#### Extract to read:

[start]

Batting order and Clusterluck

read

Ten hits in a single game can have very different results depending how they’re distributed — spread out they can be relatively harmless (unless they’re all home runs!), but clustered together and they can cause some serious damage. There is a general consensus that the distribution of hits comes down to luck, or clusterluck, but I can’t help but wonder if it’s possible to nudge lineups towards more clustering.
To begin to answer that I thought, why not use a simulation to compare the outcomes of the simplest possible scenarios: lineups with on-base percentages (OBPs) in ascending and descending orders?
Here I show each step of the simulation, which includes:

drawing lineups of on-base percentages, drawn from a realistic distribution.
estimating whether the batter makes an out using Bernoulli function, then
simulating single games in the simplest way possible: 9 innings, 3 outs, on base moves everyone up one spot.
simulating entire seasons 5000 times.

[end]

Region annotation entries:
[start]

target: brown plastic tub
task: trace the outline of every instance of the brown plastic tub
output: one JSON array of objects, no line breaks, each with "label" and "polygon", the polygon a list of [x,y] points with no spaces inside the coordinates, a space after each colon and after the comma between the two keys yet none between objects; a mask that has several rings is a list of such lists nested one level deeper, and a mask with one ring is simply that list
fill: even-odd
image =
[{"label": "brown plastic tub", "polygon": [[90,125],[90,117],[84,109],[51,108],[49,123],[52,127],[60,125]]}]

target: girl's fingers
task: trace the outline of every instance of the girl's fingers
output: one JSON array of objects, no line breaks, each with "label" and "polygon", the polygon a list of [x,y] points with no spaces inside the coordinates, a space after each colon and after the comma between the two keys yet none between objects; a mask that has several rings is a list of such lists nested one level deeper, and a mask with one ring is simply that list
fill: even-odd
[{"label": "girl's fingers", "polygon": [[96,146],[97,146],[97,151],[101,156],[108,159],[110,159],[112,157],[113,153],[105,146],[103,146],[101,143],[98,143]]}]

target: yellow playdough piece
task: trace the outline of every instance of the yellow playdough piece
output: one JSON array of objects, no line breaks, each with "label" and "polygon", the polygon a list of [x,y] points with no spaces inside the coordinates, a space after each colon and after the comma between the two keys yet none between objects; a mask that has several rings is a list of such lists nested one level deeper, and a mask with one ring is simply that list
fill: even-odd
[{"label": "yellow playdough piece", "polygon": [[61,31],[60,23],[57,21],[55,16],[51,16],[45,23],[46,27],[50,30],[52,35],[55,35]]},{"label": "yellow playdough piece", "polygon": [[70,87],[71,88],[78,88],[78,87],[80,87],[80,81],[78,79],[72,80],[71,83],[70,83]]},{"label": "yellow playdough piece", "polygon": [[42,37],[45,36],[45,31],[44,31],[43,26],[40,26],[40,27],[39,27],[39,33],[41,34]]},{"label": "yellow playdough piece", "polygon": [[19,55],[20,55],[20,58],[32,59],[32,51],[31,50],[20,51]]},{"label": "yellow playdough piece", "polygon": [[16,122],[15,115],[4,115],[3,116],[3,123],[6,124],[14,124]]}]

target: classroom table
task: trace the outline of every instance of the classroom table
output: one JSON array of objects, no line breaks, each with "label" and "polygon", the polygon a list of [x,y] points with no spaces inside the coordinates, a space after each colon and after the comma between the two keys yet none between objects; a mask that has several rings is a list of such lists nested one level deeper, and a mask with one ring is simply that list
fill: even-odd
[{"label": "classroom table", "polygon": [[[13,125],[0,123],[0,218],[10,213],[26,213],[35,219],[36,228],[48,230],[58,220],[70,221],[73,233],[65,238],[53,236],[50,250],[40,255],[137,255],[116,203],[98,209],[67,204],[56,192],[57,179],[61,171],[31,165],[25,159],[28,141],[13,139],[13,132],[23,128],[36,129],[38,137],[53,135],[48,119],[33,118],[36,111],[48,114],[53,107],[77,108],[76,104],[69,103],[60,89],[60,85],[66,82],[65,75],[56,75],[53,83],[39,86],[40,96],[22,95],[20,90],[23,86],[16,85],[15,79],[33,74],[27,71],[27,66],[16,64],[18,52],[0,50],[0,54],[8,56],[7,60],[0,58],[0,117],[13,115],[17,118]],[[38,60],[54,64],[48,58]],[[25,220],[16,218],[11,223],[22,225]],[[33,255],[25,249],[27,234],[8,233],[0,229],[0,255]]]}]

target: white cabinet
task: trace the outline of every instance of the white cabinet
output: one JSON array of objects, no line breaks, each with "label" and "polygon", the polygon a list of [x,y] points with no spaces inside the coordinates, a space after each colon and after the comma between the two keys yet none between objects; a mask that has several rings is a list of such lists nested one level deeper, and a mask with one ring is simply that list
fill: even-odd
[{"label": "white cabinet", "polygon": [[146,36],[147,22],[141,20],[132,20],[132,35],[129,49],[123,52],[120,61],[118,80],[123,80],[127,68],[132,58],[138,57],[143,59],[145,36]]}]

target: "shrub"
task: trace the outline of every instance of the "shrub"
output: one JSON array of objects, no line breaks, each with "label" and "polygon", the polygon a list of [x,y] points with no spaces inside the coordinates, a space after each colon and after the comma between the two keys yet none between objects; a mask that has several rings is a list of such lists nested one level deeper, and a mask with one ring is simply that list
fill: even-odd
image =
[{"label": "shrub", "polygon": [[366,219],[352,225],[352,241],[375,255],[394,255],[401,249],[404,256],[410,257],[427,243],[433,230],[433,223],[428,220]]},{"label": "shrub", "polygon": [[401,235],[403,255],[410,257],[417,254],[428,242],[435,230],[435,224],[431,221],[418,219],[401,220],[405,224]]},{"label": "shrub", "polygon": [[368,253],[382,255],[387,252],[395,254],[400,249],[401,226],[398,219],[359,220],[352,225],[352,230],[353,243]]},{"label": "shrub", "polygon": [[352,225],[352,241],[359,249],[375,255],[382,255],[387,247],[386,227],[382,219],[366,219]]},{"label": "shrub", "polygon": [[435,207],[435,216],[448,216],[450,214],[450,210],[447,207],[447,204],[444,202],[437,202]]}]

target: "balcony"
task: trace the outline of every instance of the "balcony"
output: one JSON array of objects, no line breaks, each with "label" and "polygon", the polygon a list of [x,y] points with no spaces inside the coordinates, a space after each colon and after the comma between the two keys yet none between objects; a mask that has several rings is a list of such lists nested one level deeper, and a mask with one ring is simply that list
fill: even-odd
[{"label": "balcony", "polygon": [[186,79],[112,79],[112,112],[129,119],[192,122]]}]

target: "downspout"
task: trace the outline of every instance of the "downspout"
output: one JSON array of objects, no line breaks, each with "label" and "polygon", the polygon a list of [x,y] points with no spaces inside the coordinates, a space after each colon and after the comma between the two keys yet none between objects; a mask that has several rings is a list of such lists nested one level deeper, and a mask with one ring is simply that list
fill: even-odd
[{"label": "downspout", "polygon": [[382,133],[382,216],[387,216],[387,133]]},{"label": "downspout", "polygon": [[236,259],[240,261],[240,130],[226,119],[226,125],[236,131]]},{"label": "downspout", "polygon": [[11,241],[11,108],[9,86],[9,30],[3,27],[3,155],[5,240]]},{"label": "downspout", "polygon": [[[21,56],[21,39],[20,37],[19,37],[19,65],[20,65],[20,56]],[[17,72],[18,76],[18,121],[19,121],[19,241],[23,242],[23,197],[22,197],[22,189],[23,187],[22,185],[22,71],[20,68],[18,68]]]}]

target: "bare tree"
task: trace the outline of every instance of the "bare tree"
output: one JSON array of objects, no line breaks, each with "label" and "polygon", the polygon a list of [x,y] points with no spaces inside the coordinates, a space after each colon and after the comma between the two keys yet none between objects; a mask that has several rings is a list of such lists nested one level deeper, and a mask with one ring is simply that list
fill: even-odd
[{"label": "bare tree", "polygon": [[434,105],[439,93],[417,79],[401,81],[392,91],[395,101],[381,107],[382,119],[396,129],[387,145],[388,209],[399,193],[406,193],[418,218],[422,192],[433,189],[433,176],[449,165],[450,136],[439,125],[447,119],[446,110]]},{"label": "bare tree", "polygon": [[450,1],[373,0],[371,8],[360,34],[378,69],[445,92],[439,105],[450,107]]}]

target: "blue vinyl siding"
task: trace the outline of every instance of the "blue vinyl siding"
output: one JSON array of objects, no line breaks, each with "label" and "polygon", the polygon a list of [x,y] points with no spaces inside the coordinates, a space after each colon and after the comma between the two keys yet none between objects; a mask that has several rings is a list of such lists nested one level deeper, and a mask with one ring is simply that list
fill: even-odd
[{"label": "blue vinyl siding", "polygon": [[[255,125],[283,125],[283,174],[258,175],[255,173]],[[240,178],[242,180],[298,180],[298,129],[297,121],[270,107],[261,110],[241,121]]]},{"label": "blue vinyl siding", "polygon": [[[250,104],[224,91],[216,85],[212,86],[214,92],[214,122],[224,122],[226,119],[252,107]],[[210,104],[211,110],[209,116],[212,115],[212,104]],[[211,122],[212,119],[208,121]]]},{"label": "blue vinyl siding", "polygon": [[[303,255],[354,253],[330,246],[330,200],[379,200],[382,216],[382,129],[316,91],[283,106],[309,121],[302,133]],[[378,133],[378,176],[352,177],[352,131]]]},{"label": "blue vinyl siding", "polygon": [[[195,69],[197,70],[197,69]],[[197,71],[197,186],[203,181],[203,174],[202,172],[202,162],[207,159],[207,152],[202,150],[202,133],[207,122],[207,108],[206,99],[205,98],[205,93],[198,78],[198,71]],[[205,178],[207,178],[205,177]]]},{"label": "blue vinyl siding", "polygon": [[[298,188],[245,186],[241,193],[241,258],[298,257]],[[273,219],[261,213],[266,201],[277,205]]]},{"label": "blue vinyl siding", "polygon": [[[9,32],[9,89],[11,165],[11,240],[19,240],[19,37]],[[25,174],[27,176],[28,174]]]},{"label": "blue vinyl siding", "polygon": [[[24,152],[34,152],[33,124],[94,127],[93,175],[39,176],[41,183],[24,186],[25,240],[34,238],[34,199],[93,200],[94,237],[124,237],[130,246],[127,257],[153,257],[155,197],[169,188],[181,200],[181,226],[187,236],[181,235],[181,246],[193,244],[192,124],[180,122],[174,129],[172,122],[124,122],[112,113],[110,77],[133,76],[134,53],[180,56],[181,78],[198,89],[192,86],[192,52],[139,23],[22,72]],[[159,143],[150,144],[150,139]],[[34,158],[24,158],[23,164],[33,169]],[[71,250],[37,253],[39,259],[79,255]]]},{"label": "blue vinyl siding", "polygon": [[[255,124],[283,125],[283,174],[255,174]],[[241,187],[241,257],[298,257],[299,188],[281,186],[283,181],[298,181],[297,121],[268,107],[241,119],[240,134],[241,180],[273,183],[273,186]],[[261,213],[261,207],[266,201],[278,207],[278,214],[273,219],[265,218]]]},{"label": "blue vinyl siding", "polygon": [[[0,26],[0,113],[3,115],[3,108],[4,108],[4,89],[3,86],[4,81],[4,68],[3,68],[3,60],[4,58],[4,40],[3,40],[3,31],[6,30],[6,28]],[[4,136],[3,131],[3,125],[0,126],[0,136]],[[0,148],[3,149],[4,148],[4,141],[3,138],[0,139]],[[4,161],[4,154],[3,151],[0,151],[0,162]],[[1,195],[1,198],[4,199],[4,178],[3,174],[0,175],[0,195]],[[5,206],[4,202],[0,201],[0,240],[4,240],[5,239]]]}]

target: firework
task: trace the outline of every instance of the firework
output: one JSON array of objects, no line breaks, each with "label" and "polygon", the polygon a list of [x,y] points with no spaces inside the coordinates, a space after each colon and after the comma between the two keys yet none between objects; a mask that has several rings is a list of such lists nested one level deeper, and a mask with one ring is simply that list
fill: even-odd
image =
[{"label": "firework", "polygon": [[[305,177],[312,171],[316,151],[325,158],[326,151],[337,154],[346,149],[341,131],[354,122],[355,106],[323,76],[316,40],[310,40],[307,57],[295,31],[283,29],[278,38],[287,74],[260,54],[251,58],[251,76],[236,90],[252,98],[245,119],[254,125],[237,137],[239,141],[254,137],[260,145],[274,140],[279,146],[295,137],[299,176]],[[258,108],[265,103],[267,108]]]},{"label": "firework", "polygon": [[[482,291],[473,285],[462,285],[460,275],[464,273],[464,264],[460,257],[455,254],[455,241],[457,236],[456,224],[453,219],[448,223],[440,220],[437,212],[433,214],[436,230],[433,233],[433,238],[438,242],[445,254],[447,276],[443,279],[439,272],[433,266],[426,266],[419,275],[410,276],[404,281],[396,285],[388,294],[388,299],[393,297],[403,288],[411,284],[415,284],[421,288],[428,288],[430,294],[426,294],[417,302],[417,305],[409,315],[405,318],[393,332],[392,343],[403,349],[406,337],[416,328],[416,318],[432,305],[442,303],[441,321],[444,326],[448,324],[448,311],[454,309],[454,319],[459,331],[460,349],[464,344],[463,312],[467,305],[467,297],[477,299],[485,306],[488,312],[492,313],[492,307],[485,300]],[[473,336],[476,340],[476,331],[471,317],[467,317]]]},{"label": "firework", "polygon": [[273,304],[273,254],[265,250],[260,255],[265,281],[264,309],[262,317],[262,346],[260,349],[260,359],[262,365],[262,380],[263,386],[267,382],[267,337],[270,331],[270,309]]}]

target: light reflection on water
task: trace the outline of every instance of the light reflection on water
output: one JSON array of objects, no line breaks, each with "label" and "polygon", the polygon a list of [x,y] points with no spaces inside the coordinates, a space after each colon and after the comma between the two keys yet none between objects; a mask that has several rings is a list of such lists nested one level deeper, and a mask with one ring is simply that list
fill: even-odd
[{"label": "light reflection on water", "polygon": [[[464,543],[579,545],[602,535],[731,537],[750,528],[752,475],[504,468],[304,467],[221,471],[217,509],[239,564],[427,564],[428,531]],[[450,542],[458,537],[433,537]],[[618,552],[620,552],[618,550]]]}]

[end]

#### What you need to do:
[1] According to the batting order write-up, how many times are entire seasons simulated?
[2] Extend the batting order write-up with the next few paragraphs, picking up after its final list item.

#### Responses:
[1] Entire seasons are simulated 5000 times.

[2]
Python packages

We start by importing some standard Python packages:

from __future__ import absolute_import, division, print_function
import os
import numpy as np
import pandas as pd
import seaborn as sns
import scipy
from scipy.optimize import curve_fit
import sys
import scipy.stats as stats
from matplotlib.pyplot import figure
import matplotlib.pyplot as plt
plt.style.use('seaborn')
plt.tick_params(axis='x', colors='white')
plt.tick_params(axis='y', colors='white')
%matplotlib inline

Download Data

The following file containing batting data (Name, PA, HR, OBP, etc.) was grabbed from Fangraphs and stored locally.
We use Pandas to read the .csv file into a Dataframe named leaderboard.

path_leaderboard = '/data/baseball/Fangraphs/FanGraphs_Leaderboard_Full_2018.csv'
leaderboard = pd.read_csv(path_leaderboard)

Let’s see what leaderboard contains.

leaderboard_keys = [i for i in leaderboard]
print(leaderboard_keys)
leaderboard.head()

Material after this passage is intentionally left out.